## START PROVIDED RECORDS

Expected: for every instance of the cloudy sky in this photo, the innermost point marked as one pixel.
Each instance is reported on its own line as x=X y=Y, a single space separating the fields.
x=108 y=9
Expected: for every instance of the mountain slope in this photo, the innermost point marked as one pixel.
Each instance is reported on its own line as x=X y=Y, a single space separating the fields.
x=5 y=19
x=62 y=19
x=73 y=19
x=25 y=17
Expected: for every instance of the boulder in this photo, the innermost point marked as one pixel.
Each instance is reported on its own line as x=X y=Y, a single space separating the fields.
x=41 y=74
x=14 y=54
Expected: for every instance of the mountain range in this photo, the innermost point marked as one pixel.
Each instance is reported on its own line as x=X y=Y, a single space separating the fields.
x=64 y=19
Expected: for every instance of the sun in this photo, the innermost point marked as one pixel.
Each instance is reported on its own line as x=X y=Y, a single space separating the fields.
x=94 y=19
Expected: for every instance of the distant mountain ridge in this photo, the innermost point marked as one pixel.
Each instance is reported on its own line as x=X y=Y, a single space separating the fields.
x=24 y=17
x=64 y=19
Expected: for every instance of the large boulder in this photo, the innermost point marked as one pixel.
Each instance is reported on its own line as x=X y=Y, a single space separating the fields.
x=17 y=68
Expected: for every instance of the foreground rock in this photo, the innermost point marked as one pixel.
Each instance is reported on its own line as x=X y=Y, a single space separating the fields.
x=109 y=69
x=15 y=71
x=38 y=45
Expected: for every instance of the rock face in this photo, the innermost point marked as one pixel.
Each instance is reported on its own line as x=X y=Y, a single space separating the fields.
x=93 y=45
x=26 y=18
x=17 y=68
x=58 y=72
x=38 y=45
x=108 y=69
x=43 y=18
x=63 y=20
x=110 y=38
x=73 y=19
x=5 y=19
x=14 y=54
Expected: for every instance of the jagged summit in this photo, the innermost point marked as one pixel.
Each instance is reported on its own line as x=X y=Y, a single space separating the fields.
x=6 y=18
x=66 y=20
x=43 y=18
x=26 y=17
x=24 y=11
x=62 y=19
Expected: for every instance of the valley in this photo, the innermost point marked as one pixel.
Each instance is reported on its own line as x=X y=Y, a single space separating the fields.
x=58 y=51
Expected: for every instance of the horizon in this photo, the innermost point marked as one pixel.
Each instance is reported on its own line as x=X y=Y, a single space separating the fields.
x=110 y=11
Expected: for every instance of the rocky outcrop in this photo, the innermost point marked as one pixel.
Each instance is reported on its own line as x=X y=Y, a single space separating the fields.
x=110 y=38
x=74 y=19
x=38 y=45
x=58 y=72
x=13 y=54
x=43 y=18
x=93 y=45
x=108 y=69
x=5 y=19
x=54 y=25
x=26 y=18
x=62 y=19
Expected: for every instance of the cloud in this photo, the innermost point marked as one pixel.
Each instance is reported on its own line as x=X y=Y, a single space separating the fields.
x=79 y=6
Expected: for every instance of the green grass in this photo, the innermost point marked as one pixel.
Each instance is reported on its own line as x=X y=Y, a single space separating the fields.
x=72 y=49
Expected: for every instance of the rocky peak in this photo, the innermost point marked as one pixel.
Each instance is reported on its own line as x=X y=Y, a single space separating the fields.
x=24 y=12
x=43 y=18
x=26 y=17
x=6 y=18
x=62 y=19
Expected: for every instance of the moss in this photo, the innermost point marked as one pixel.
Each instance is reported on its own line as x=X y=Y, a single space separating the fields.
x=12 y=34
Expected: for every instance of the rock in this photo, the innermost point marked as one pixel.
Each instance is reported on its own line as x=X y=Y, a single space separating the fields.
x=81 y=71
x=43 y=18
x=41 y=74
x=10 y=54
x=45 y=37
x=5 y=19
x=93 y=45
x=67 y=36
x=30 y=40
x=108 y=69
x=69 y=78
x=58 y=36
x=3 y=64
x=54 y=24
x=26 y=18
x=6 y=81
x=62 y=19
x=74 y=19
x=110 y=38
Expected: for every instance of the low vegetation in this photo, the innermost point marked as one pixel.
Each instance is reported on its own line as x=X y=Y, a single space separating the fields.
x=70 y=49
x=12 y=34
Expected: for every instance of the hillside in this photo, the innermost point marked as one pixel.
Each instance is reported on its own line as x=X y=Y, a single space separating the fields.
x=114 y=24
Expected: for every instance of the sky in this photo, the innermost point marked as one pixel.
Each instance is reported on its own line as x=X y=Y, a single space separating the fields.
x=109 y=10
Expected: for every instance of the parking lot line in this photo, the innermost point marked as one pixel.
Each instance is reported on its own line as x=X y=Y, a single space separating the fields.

## END PROVIDED RECORDS

* YOUR INSTRUCTIONS *
Copy the whole listing above verbatim, line for line, with no changes.

* RESULT OF THIS TASK *
Expected: for every instance of the cloudy sky in this photo, the innermost point marked as one pixel.
Each instance is reported on its own line as x=X y=Y, a single space separating the fields.
x=108 y=9
Expected: for every instance of the mountain slope in this photo, the innermost point marked as one pixel.
Each instance is reported on its own line as x=X y=Y, a single space separating the fields.
x=5 y=19
x=62 y=19
x=73 y=19
x=25 y=17
Expected: for every instance of the boulder in this photo, the innermost point marked as one pixel.
Each instance is reported on its own line as x=X y=Y, a single space separating the fields.
x=41 y=74
x=14 y=54
Expected: for every instance of the mountain range in this photo, the innermost point marked as one pixel.
Each instance is reported on its own line as x=X y=Y, a single space separating the fields.
x=64 y=19
Expected: for every instance of the sun in this photo, the innermost point marked as one pixel.
Each instance is reported on its own line as x=X y=Y, a single space separating the fields.
x=94 y=19
Expected: for every instance of the distant mountain ridge in this photo, the innermost point marked as one pixel.
Each instance is reported on its own line as x=X y=Y, a single space separating the fields.
x=24 y=17
x=64 y=19
Expected: for every instance of the large boulder in this photo, the innermost point marked as one pixel.
Each instance is reported on its own line as x=X y=Y, a single space separating the fields.
x=17 y=68
Expected: for every instance of the foreground rock in this photo, the innermost point marked as one pixel.
Each instance is reported on its own line as x=X y=Y, a single space separating the fields.
x=109 y=69
x=15 y=71
x=38 y=45
Expected: for every instance of the rock face in this photo, the innermost point marked as one pixel.
Each instance is reported on its own line as x=X y=Y, a single space separating the fields.
x=93 y=45
x=26 y=18
x=17 y=68
x=58 y=72
x=38 y=45
x=108 y=69
x=43 y=18
x=63 y=20
x=110 y=38
x=73 y=19
x=5 y=19
x=14 y=54
Expected: for every instance of the jagged summit in this photo, the innermost point marked as one pixel.
Each instance is reported on its own line as x=X y=Y, a single space separating the fields.
x=6 y=18
x=66 y=20
x=43 y=18
x=26 y=17
x=24 y=11
x=62 y=19
Expected: for every instance of the valley in this photo, the innermost point marked as one pixel.
Each instance is reported on its own line as x=X y=Y, a single space separating the fields.
x=58 y=51
Expected: for every instance of the horizon in this photo, the innermost point marked as one pixel.
Each instance is reported on its own line as x=X y=Y, a single space separating the fields.
x=110 y=11
Expected: for every instance of the rocky outcrop in this photo, the innermost point marked as one pixel.
Each instance is reported on its own line as x=X y=Y, a single space separating the fields.
x=110 y=38
x=74 y=19
x=38 y=45
x=58 y=72
x=13 y=54
x=43 y=18
x=93 y=45
x=108 y=69
x=5 y=19
x=54 y=25
x=26 y=18
x=62 y=19
Expected: for every instance of the cloud in this photo, the innermost point marked as one pixel.
Each instance is reported on its own line as x=X y=Y, a single space separating the fields.
x=79 y=6
Expected: for every instance of the green grass in this photo, the innermost point marked as one pixel.
Each instance is reported on its own line as x=X y=Y, a single space separating the fields.
x=72 y=49
Expected: for every instance of the rocky peak in this photo, the innermost point marked as one pixel.
Each instance is reported on its own line as x=X y=Y, a single space separating the fields.
x=24 y=12
x=43 y=18
x=26 y=17
x=6 y=18
x=62 y=19
Expected: for every instance of the moss in this photo, the innermost point marked as one pixel.
Each instance is reported on its own line as x=X y=Y, a single space separating the fields.
x=12 y=34
Expected: for every instance of the rock in this photo, the innermost point marked as one pixel.
Each instance is reported on its own line as x=X y=Y, a single space separating the fields.
x=81 y=71
x=43 y=18
x=41 y=74
x=10 y=54
x=45 y=37
x=5 y=19
x=93 y=45
x=67 y=36
x=30 y=40
x=108 y=69
x=69 y=78
x=58 y=36
x=3 y=64
x=54 y=24
x=26 y=18
x=6 y=81
x=62 y=19
x=74 y=19
x=110 y=38
Expected: for every instance of the low vegetation in this photo, the innermost point marked as one pixel.
Each instance is reported on its own line as x=X y=Y, a single space separating the fields.
x=70 y=49
x=12 y=34
Expected: for every instance of the hillside in this photo, the innermost point marked as one pixel.
Each instance is reported on its own line as x=X y=Y, a single space separating the fields.
x=114 y=24
Expected: for every instance of the sky in this photo, the innermost point marked as one pixel.
Each instance is reported on its own line as x=X y=Y, a single space separating the fields.
x=109 y=10
Expected: for every instance of the parking lot line in this photo, the innermost point marked as one pixel.
Each instance is reported on its own line as x=X y=Y, a single space separating the fields.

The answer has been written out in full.